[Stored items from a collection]
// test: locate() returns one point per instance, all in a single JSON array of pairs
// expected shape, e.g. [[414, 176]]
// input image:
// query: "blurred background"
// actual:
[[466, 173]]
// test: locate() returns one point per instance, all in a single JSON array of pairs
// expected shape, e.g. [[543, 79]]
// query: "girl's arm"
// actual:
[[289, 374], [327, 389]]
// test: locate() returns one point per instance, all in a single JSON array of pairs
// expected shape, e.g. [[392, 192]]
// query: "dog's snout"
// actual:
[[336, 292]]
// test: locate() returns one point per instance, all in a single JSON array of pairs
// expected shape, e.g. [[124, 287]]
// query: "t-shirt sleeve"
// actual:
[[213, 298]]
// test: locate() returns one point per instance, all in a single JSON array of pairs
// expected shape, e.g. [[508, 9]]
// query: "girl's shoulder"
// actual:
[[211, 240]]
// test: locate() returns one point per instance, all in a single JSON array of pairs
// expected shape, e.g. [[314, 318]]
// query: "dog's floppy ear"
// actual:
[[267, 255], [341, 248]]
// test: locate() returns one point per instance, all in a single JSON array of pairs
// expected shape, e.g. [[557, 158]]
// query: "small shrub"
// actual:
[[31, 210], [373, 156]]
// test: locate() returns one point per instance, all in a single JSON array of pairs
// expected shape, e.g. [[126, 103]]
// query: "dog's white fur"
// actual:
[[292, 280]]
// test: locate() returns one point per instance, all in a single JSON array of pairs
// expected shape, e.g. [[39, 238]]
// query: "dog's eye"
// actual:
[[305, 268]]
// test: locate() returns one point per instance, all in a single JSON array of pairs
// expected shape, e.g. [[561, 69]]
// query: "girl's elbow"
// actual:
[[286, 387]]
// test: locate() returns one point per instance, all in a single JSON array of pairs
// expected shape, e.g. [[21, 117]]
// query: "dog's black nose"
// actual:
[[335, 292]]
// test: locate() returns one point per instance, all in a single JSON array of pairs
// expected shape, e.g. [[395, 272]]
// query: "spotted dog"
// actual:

**WHAT TO PRODUCE:**
Repeat each line above exactly as written.

**EXERCISE RESPONSE:**
// test: locate() returns one point per instance, all in a single JSON array of pairs
// expected shape, e.g. [[414, 176]]
// input image:
// query: "blurred background"
// actual:
[[466, 173]]
// test: locate() returns one point per instance, all in a single JSON array of pairs
// expected shape, e.g. [[543, 79]]
// query: "girl's arm"
// actual:
[[289, 374], [327, 389]]
// test: locate() returns one point per instance, all in a single JSON array of pairs
// expected shape, e.g. [[392, 192]]
// query: "dog's snout"
// actual:
[[336, 292]]
// test: locate() returns one point per instance, all in a single JSON array of pairs
// expected shape, e.g. [[124, 287]]
// query: "t-shirt sleeve"
// actual:
[[213, 298]]
// test: locate() returns one point per instance, all in a single JSON array of pairs
// expected shape, e.g. [[508, 9]]
// query: "girl's shoulder"
// actual:
[[211, 240]]
// test: locate() returns one point per instance, all in a single JSON array of pairs
// expected shape, e.g. [[314, 318]]
// query: "dog's floppy ear"
// actual:
[[267, 255], [341, 248]]
// test: locate() returns one point per instance, all in a single JSON array of pairs
// expected shape, e.g. [[557, 158]]
// query: "small shrub"
// actual:
[[31, 210], [373, 156]]
// test: locate() returns one point per instance, all in a single JSON array of pairs
// expected shape, e.g. [[126, 103]]
// query: "dog's white fur"
// actual:
[[292, 280]]
// test: locate() returns one point per instance, all in a single JSON array of pairs
// expected shape, e.g. [[39, 238]]
// query: "dog's eye"
// actual:
[[305, 268]]
// test: locate() returns one point per instance, all in a single JSON array of pairs
// expected shape, e.g. [[561, 69]]
// query: "girl's elbow"
// actual:
[[286, 387]]
// test: locate() returns one point per instance, all in a single JSON array of pairs
// expected shape, e.g. [[21, 117]]
// query: "dog's black nose"
// actual:
[[335, 292]]
// test: locate() returns one point per instance, all in a single JSON array of pairs
// expected shape, e.g. [[395, 272]]
// query: "spotted dog"
// actual:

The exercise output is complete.